§ Aim of the exercise: Revise the records below by swapping every "scoring pass" for "review pass" and leaving everything else as it is.

*** Task data ***

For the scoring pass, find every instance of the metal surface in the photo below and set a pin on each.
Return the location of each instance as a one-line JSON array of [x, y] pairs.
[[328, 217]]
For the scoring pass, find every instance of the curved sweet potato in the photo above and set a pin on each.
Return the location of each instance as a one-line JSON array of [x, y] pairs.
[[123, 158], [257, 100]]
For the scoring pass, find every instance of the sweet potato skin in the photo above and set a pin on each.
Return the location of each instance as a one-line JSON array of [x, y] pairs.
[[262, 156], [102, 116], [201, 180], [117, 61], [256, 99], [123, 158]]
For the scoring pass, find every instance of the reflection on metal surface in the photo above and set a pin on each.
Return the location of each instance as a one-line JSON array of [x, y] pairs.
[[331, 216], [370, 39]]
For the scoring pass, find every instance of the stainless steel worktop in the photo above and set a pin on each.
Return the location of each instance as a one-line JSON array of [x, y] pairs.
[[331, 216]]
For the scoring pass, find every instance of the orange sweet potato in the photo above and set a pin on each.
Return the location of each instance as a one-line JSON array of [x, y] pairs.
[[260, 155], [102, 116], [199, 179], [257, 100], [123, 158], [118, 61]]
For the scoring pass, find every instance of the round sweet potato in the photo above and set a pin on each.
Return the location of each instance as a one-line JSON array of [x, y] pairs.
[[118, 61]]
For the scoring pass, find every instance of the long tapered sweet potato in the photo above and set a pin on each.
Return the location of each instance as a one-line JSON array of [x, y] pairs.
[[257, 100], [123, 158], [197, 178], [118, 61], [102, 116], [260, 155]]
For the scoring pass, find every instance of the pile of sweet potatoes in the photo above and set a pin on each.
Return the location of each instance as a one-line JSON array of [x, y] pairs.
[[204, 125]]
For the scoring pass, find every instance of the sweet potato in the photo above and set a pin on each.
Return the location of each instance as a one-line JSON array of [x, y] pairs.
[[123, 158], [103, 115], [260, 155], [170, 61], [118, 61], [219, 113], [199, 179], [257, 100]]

***

§ Task answer:
For the review pass, find every instance of the metal surface in the photo below and set a pin on each.
Return the location of each instance as a one-line JSON array of [x, y] pairs.
[[328, 217]]
For the review pass, find every instance of the curved sweet potato in the photo above and set a pin on each.
Return the location of each instance as a one-line JSON array of [x, y] pairs.
[[123, 158], [257, 100]]
For the review pass, find every instance of the sweet potato skin in the photo above and set a pin on each.
Return the location of each instance as a one-line JSON array of [x, y] pairs.
[[262, 156], [102, 116], [201, 180], [117, 61], [256, 99], [123, 158]]
For the review pass, find every instance of the reflection on metal surface in the photo above and set a pin on each.
Return the location of each instance as a one-line JSON array of [x, y] pairs.
[[331, 216], [370, 39]]
For the review pass, find every instance of the stainless steel worktop in the photo above and set a pin on each.
Return the location of each instance as a one-line JSON array of [x, y] pairs.
[[331, 216]]
For the review pass, find every instance of the orange sweet potato in the photo above and set a pin on each.
Return the location of each instance as a one-line JSON array of [x, y] pairs.
[[260, 155], [102, 116], [199, 179], [257, 100], [123, 158], [118, 61]]
For the review pass, find every instance of the round sweet potato in the photo above and set a pin on each.
Return the location of each instance as a one-line JSON array of [x, y] pairs.
[[118, 61]]
For the review pass, find every instance of the long tapered sweet potato in the photo above and set a pin on each.
Return the location of each instance as a one-line JSON array of [x, y] pairs.
[[257, 100], [123, 158], [197, 178], [118, 61], [102, 116], [260, 155]]
For the review pass, find every instance of the pile of sweet potatoes in the photo above and set a pin on each.
Return the location of each instance as a one-line JSON array of [x, y] pairs.
[[204, 125]]
For the review pass, find every instance of the sweet potato in the photo above and set a pin on each.
Return the location of each instance as a one-line JSON array of [x, y] pairs.
[[123, 158], [103, 115], [260, 155], [170, 61], [118, 61], [219, 113], [199, 179], [257, 100]]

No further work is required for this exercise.